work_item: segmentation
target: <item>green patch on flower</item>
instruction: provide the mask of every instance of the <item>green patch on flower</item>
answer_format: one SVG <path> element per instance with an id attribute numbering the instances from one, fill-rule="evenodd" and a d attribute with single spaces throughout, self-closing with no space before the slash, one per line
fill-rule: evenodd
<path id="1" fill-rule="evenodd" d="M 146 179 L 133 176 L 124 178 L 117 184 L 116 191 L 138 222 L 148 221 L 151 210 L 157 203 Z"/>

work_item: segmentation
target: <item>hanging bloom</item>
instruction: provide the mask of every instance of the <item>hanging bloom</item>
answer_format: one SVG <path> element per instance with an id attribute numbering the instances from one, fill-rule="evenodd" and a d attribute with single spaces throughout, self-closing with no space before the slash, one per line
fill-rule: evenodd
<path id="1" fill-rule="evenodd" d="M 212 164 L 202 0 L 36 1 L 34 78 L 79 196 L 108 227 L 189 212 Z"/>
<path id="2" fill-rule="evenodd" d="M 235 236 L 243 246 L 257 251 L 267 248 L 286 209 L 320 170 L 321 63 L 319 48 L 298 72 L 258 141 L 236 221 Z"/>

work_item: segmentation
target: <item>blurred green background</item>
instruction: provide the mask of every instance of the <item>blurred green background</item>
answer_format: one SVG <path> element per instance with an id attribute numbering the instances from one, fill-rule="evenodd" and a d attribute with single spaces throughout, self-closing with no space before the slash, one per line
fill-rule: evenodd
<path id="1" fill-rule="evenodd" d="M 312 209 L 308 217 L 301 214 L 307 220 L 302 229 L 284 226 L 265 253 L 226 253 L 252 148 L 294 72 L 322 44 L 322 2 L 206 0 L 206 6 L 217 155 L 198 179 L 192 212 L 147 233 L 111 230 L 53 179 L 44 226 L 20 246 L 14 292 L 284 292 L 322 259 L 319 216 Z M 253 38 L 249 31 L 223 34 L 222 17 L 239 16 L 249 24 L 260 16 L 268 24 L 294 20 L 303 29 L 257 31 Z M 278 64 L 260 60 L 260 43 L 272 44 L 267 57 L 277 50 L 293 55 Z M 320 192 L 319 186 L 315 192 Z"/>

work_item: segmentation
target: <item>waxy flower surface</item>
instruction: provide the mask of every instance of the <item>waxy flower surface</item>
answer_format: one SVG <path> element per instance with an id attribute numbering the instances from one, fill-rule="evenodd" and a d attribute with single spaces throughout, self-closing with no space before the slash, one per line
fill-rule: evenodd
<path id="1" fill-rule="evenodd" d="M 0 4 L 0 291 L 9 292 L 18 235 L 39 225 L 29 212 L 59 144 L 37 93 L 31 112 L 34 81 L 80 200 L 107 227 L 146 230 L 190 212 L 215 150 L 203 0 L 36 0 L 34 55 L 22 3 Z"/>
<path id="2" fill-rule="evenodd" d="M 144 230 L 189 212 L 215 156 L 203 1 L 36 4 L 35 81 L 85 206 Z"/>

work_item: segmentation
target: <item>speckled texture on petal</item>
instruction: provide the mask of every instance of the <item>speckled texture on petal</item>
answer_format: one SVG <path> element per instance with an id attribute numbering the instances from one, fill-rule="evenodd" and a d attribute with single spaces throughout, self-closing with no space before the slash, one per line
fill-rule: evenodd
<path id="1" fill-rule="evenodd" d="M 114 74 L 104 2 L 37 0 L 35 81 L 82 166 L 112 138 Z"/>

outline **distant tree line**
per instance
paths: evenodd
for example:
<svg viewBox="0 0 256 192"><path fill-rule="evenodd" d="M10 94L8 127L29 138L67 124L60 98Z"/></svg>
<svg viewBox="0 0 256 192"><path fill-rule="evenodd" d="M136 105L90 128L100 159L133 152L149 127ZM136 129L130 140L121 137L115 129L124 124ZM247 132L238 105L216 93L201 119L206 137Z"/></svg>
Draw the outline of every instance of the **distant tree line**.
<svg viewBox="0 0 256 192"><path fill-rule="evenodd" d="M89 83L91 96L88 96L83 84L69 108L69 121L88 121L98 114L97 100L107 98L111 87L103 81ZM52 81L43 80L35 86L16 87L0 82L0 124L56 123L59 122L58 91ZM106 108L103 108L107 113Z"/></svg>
——————
Reproduce all of the data above word for word, keeping every line as it appears.

**The output**
work_item: segmentation
target: <item>green patch on flower</item>
instruction: provide the mask of every instance of the <item>green patch on flower</item>
answer_format: one SVG <path> element per instance with an id attribute numbering the instances from one, fill-rule="evenodd" and a d attribute with single spaces throughout, self-closing with no space before the slash, one per line
fill-rule: evenodd
<path id="1" fill-rule="evenodd" d="M 146 179 L 133 176 L 124 178 L 117 184 L 116 191 L 138 222 L 148 221 L 151 210 L 157 203 Z"/>

work_item: segmentation
target: <item>hanging bloom</item>
instruction: provide the mask of every instance of the <item>hanging bloom</item>
answer_format: one SVG <path> element per instance with an id attribute numbering the instances from one, fill-rule="evenodd" and a d attribute with single spaces throughout, self-closing with no space before the slash, one per line
fill-rule: evenodd
<path id="1" fill-rule="evenodd" d="M 212 164 L 202 0 L 36 1 L 34 78 L 79 196 L 108 227 L 189 212 Z"/>
<path id="2" fill-rule="evenodd" d="M 235 236 L 243 246 L 257 251 L 267 248 L 286 209 L 320 170 L 321 63 L 319 48 L 298 72 L 258 141 L 236 221 Z"/>

work_item: segmentation
target: <item>blurred green background</item>
instruction: provide the mask of every instance of the <item>blurred green background</item>
answer_format: one SVG <path> element per instance with an id attribute numbering the instances from one, fill-rule="evenodd" and a d attribute with single spaces throughout, self-closing with no space before the slash, one per line
fill-rule: evenodd
<path id="1" fill-rule="evenodd" d="M 312 209 L 308 217 L 301 214 L 307 220 L 302 229 L 284 226 L 265 253 L 226 253 L 252 148 L 294 72 L 322 44 L 322 2 L 206 0 L 206 6 L 217 155 L 198 179 L 192 212 L 147 233 L 111 230 L 53 179 L 44 226 L 20 246 L 14 292 L 284 292 L 322 259 L 319 216 Z M 253 38 L 249 31 L 223 34 L 222 17 L 239 16 L 249 24 L 260 16 L 268 24 L 294 20 L 303 29 L 257 31 Z M 278 64 L 260 60 L 260 43 L 272 44 L 267 57 L 277 50 L 293 55 Z M 320 192 L 319 186 L 315 192 Z"/>

work_item: segmentation
target: <item>waxy flower surface</item>
instruction: provide the mask of every instance of the <item>waxy flower surface</item>
answer_format: one SVG <path> element per instance with an id attribute numbering the instances from one, fill-rule="evenodd" and a d attribute with single spaces throughout, self-closing with no space before the slash, one per line
fill-rule: evenodd
<path id="1" fill-rule="evenodd" d="M 0 4 L 0 291 L 9 292 L 18 235 L 39 225 L 29 212 L 59 144 L 37 93 L 31 112 L 34 81 L 80 200 L 107 227 L 146 230 L 190 212 L 215 150 L 203 0 L 36 0 L 34 55 L 22 3 Z"/>
<path id="2" fill-rule="evenodd" d="M 144 230 L 189 212 L 215 156 L 203 1 L 36 4 L 35 81 L 85 206 Z"/>

work_item: segmentation
target: <item>speckled texture on petal</item>
instruction: provide the mask of every instance of the <item>speckled texture on petal</item>
answer_format: one SVG <path> element per instance with an id attribute numbering the instances from one, fill-rule="evenodd" and a d attribute with single spaces throughout, self-closing with no space before the slash, one per line
fill-rule: evenodd
<path id="1" fill-rule="evenodd" d="M 114 74 L 104 2 L 37 0 L 35 81 L 82 166 L 112 138 Z"/>

outline **distant tree line**
per instance
paths: evenodd
for example:
<svg viewBox="0 0 256 192"><path fill-rule="evenodd" d="M10 94L8 127L29 138L67 124L60 98Z"/></svg>
<svg viewBox="0 0 256 192"><path fill-rule="evenodd" d="M136 105L90 128L100 159L133 152L149 127ZM136 129L130 140L121 137L115 129L124 124ZM247 132L238 105L216 93L201 119L206 137Z"/></svg>
Draw the outline of every instance of the **distant tree line**.
<svg viewBox="0 0 256 192"><path fill-rule="evenodd" d="M89 83L91 96L88 96L83 84L69 108L69 121L88 121L98 114L97 100L107 98L111 87L103 81ZM52 81L43 80L35 86L16 87L0 82L0 124L56 123L59 122L58 91ZM106 108L103 108L107 113Z"/></svg>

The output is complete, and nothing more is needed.